Annotation records
────
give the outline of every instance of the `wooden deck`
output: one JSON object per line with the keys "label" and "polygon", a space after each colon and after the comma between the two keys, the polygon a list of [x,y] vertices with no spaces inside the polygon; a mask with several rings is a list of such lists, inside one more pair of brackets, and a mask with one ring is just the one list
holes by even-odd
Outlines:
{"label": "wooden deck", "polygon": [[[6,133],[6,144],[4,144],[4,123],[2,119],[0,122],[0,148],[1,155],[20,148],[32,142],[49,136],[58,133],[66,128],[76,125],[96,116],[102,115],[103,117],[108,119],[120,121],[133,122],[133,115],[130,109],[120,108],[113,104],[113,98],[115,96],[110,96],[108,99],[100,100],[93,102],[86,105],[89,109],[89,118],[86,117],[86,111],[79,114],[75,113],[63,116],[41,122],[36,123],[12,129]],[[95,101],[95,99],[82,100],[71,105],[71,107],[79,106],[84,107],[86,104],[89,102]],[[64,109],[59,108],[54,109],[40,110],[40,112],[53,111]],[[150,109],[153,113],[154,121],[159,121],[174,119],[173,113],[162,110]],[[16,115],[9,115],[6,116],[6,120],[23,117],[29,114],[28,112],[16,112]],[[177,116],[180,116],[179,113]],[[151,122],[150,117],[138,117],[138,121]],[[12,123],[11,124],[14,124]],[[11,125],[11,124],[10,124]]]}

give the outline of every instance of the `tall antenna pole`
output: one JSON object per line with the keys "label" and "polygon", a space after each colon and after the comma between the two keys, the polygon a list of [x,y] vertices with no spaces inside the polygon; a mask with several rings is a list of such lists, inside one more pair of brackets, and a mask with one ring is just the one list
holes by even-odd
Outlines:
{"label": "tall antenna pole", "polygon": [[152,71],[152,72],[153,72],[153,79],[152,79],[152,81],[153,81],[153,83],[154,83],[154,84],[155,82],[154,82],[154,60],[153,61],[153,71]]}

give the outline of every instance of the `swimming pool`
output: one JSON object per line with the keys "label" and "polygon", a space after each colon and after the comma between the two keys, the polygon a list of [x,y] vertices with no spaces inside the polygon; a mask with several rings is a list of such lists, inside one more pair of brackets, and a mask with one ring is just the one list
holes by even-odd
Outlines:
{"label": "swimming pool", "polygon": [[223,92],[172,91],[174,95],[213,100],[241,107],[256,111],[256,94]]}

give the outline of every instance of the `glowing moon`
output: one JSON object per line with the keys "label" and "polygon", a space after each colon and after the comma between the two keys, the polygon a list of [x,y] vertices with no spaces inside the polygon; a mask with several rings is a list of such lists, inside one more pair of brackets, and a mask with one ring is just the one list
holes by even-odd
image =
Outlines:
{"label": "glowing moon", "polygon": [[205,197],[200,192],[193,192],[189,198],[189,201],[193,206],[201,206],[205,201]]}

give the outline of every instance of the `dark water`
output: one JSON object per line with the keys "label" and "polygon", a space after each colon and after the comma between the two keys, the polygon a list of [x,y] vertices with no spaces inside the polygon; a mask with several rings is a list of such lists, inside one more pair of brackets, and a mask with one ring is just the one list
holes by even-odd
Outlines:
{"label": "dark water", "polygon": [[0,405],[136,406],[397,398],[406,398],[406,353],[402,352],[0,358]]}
────
### WHAT THE EXERCISE ASKS
Count how many lines of the rows above contain the word "swimming". Reply with the number alone.

### OUTPUT FOR THIS TASK
2